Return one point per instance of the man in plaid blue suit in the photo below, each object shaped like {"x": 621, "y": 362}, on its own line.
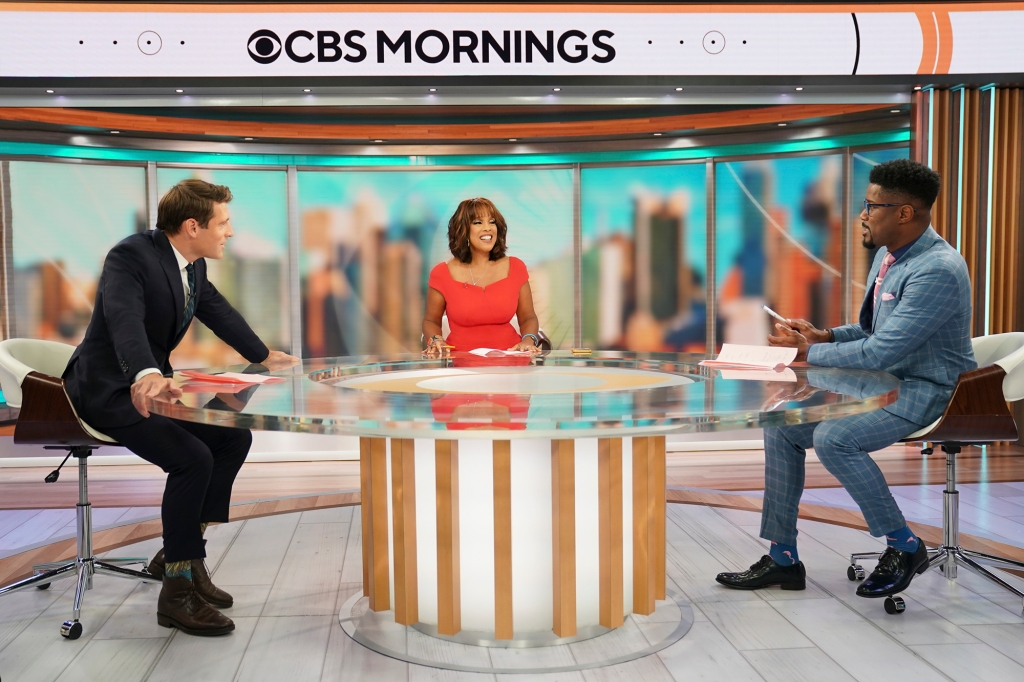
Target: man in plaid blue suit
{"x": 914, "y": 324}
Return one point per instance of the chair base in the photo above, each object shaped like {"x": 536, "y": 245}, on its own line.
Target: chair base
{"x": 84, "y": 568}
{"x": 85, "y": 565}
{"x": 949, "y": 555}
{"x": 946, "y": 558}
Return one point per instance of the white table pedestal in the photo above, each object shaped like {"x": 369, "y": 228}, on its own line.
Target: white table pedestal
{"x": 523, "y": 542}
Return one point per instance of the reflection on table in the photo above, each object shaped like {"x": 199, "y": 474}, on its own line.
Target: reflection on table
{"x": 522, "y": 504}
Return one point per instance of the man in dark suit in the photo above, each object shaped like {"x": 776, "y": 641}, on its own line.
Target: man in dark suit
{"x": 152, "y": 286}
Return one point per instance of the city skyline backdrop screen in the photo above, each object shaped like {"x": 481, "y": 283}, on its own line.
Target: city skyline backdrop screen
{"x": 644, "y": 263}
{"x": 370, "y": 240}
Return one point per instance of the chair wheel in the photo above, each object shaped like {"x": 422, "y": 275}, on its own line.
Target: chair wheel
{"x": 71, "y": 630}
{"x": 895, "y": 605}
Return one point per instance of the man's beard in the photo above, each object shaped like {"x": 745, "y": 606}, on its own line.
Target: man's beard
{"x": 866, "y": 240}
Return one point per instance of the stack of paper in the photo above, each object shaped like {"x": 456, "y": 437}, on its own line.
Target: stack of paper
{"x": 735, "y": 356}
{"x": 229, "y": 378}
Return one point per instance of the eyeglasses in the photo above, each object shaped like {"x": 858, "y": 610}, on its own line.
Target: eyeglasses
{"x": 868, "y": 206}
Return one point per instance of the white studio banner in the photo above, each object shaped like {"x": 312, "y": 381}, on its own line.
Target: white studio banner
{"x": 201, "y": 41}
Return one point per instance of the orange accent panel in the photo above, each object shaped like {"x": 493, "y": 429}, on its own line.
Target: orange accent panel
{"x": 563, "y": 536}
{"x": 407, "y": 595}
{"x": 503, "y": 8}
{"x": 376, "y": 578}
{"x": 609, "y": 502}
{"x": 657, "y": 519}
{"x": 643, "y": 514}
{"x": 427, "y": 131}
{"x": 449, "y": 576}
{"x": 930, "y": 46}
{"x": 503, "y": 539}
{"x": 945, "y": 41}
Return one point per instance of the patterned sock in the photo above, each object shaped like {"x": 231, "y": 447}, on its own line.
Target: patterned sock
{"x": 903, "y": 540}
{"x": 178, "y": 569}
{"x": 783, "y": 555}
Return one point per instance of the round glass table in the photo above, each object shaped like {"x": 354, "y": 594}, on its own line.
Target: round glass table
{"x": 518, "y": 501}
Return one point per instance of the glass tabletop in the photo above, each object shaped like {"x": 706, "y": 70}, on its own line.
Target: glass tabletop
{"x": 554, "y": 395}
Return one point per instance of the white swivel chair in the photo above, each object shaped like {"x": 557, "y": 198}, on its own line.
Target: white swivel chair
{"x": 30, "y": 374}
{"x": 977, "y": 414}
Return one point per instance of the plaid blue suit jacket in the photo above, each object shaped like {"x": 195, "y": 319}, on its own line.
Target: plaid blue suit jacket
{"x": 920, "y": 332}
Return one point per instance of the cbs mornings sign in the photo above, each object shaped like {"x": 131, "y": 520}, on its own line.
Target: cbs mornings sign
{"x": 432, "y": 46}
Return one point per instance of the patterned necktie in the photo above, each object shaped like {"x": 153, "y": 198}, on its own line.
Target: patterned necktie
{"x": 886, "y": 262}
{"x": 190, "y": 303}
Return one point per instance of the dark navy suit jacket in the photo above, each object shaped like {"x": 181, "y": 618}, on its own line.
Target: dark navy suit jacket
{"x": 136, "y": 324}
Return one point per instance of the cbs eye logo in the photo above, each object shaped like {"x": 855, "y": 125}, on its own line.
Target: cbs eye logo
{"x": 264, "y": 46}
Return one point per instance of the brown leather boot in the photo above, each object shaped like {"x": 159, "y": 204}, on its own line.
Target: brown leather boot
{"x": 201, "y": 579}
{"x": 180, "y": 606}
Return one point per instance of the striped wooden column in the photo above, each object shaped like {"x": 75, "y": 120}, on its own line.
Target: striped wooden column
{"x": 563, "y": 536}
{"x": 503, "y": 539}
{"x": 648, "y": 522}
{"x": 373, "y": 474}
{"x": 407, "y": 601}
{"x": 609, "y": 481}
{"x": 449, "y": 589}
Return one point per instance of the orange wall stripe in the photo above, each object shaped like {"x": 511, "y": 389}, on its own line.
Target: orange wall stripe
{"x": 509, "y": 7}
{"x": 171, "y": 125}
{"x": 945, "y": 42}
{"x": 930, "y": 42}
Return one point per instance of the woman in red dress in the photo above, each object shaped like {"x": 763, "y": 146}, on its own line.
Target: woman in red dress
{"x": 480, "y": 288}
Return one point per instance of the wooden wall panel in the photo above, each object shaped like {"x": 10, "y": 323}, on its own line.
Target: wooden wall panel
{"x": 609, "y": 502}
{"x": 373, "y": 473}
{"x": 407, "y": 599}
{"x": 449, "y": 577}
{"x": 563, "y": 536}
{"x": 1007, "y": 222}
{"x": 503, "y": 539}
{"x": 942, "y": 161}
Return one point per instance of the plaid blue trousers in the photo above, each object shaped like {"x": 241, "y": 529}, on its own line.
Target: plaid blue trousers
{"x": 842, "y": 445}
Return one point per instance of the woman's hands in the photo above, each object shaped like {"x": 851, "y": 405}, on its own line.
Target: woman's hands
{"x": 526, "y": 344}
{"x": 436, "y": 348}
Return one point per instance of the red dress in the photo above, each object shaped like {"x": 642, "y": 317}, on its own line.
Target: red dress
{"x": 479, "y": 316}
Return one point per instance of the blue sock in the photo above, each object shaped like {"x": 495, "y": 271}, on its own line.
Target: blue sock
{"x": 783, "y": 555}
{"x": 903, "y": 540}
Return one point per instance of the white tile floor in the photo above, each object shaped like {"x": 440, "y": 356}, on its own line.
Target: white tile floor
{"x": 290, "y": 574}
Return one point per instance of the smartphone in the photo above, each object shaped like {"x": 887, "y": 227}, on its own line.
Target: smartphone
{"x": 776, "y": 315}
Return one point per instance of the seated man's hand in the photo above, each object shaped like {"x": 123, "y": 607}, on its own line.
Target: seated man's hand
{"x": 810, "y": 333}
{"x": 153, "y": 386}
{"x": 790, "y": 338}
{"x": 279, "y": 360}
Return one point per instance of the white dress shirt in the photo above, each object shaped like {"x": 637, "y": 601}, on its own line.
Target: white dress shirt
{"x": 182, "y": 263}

> **Objective**
Retype, exactly and only, the lines running from the one with "Return one point per instance of the red" through the final line of the listing above.

> **Task output**
Return one point per instance of the red dress in the photo above, each object shaped like {"x": 642, "y": 317}, on its own line.
Target: red dress
{"x": 479, "y": 316}
Return one point per instance of the blue sock in the photo above, each object shaped like {"x": 495, "y": 271}, on its own line.
Target: blue sock
{"x": 783, "y": 555}
{"x": 903, "y": 540}
Return one point per instance of the white tile floor in the photo above, each object shaped like {"x": 440, "y": 356}, on its own line.
Target: white tile floor
{"x": 290, "y": 574}
Return one point per instance of the smartphone in the photo above, each object shaped like {"x": 887, "y": 227}, on its own line.
Target: smartphone
{"x": 776, "y": 315}
Return one point per instance of the seated man's hand in the photo above, each object shaped like {"x": 123, "y": 607}, on its own line.
Target: seated man's hand
{"x": 810, "y": 333}
{"x": 153, "y": 386}
{"x": 790, "y": 338}
{"x": 279, "y": 360}
Return one point per instance of the white dress shirt in the photo above, each object shaped like {"x": 637, "y": 601}, on its own line.
Target: white dress shirt
{"x": 182, "y": 263}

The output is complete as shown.